# What is being asked
The lines to be set down run from the line containing "of the sandy" through the final line of the data below; print them exactly and print nothing else.

|---|

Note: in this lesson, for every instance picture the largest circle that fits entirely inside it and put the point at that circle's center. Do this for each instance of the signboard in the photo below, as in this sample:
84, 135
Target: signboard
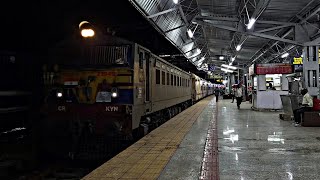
211, 67
251, 70
297, 60
273, 69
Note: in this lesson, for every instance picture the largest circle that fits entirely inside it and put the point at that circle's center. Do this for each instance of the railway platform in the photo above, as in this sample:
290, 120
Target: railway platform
218, 141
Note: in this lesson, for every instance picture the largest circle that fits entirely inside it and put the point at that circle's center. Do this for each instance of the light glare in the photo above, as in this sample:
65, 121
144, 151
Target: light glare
87, 32
190, 34
114, 94
238, 47
251, 23
226, 70
59, 94
228, 66
284, 55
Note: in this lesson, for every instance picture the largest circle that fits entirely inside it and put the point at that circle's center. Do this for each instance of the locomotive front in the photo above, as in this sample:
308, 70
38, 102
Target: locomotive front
90, 104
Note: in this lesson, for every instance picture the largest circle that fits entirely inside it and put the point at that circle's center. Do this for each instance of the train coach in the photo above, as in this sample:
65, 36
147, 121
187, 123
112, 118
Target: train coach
108, 90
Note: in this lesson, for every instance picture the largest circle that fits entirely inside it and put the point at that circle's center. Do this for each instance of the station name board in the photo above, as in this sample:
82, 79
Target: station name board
273, 69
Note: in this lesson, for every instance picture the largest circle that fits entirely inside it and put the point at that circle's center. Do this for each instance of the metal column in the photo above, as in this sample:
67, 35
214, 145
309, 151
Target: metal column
311, 69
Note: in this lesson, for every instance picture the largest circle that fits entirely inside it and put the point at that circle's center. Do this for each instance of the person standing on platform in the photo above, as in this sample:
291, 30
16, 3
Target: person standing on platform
232, 93
307, 104
238, 94
217, 93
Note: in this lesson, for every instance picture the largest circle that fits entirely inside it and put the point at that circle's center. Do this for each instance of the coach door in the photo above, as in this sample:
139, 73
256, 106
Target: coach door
147, 84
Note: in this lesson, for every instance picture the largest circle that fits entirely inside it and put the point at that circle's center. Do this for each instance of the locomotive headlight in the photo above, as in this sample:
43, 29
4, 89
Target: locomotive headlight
114, 92
59, 94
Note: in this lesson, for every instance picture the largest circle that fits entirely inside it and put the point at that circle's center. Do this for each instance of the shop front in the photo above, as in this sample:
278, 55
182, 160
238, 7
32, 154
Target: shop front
268, 83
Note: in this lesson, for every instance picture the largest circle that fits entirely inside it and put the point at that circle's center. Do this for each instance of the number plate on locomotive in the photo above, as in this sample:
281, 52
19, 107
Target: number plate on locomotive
103, 96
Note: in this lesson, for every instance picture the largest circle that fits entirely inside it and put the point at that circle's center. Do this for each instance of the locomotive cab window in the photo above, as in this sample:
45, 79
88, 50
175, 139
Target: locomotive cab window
157, 76
141, 60
172, 80
163, 78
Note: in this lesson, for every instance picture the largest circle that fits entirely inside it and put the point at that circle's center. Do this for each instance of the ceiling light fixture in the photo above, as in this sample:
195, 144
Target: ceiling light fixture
226, 70
284, 55
190, 33
251, 23
238, 47
228, 66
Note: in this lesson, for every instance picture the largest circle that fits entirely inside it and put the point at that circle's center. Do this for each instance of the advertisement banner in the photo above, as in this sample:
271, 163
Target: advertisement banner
273, 69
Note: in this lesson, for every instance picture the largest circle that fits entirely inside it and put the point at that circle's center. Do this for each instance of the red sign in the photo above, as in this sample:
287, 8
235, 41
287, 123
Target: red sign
273, 69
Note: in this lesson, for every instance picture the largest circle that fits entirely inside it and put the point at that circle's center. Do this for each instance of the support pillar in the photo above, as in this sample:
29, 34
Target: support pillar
311, 69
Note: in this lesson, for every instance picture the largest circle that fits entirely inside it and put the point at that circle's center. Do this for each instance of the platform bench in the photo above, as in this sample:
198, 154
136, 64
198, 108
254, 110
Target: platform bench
311, 119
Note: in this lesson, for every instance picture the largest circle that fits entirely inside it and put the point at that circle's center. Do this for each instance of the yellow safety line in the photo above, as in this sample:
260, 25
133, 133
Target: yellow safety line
147, 157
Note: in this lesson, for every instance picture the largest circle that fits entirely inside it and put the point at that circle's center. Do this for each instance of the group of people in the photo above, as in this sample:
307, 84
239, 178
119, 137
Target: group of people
306, 105
236, 93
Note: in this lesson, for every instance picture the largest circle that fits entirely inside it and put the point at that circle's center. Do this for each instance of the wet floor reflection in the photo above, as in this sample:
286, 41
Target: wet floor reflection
258, 145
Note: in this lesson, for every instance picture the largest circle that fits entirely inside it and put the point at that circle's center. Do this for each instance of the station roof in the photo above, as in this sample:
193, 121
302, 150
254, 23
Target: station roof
218, 27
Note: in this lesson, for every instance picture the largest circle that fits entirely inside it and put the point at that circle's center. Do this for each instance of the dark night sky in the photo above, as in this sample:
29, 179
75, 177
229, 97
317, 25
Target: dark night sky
33, 27
36, 26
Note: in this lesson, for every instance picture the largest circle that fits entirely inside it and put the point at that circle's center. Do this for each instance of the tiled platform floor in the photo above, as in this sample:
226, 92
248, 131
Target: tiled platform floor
147, 158
258, 145
252, 145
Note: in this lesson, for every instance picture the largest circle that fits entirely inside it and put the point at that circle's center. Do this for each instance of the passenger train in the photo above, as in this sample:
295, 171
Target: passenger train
108, 90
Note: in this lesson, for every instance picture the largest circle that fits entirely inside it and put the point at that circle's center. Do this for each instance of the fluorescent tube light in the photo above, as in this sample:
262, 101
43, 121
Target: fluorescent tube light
228, 66
238, 47
251, 23
284, 55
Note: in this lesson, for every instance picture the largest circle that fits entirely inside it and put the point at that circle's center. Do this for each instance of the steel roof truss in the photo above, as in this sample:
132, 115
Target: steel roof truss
163, 12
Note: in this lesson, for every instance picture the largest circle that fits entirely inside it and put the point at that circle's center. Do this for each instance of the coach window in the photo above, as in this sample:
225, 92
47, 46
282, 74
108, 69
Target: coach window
171, 79
177, 81
157, 76
163, 78
141, 60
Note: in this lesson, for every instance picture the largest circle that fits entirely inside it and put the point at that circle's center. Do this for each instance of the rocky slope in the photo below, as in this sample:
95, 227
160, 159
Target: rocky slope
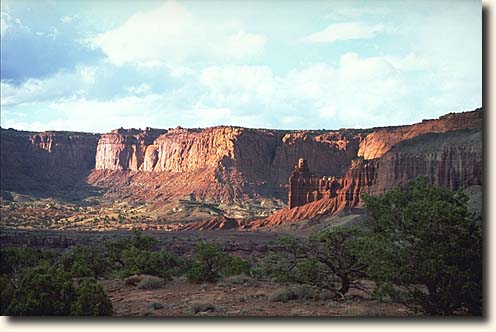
452, 159
39, 161
244, 167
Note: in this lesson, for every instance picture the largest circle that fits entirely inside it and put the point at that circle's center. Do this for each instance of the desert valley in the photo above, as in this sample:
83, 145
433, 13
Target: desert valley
246, 192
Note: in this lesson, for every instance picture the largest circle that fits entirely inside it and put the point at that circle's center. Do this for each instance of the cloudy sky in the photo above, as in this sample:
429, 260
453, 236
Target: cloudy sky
99, 65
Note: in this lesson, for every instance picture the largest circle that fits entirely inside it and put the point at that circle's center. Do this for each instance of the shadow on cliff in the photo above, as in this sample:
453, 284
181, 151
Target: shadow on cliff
73, 190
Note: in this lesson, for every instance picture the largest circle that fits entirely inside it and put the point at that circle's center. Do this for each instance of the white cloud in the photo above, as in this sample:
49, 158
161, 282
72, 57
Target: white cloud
171, 34
57, 86
141, 89
4, 26
243, 44
66, 19
344, 31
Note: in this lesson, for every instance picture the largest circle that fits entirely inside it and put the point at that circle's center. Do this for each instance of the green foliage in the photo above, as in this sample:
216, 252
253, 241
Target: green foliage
308, 271
91, 300
336, 250
143, 242
151, 282
7, 289
43, 291
88, 261
157, 263
326, 258
276, 267
209, 260
425, 249
236, 265
15, 260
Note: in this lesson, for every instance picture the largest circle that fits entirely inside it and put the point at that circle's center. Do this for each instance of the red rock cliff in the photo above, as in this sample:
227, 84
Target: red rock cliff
29, 161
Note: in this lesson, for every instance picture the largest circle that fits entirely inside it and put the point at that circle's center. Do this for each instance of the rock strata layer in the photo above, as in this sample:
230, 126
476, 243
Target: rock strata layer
226, 165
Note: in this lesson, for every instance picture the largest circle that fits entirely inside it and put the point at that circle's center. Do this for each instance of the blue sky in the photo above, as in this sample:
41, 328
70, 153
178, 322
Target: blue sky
98, 65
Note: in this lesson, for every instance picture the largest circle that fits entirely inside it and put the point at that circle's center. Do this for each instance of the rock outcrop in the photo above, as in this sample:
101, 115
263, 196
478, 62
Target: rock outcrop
226, 165
125, 149
381, 140
451, 159
36, 161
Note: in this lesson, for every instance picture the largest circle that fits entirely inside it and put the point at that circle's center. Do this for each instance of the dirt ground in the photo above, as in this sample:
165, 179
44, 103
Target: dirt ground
181, 298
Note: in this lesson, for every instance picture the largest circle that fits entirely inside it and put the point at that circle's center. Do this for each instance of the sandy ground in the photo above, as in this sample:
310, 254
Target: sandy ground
180, 298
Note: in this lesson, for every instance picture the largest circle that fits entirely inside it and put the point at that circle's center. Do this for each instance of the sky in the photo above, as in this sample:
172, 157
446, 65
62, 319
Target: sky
99, 65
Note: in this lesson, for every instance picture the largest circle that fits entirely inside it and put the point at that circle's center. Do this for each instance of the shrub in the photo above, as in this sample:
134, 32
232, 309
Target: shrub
91, 300
208, 262
283, 295
42, 291
300, 292
241, 279
6, 293
151, 282
201, 307
159, 263
236, 266
425, 249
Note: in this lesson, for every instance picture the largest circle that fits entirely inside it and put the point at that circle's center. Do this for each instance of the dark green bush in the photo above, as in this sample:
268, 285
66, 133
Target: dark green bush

|---|

# Response
Note: in this lesson, for every instance picture the largest circle that fits entirely inside it and put the point at that circle's center. Do this for each instance of the sandy ground in the photo above, as in this sample:
310, 254
Target: sandy ground
180, 298
Note: in this lesson, for every instance picture the largest circle that fits entirely inside it and put the point at that circle's center. Do this for each instance of the sky in the photo above, as in this sample:
172, 157
446, 65
62, 319
Target: sky
99, 65
Note: in this lesson, for every instance picture the largest circle that fits entirely inside it and put the point at that circle's center. Do this for each instance of the shrub in the photo above, as in this sample:
134, 32
232, 309
Target: shrub
91, 300
208, 262
283, 295
42, 291
300, 292
241, 279
6, 293
151, 282
201, 307
159, 263
236, 266
425, 249
Note: in this lesson, for every instance picture the largest circle that fits entirely inside it and put the point at that circle's center. Do this for each instance of the dark green bush in the photo above, as in this sample:
268, 285
66, 133
Target: dark green bush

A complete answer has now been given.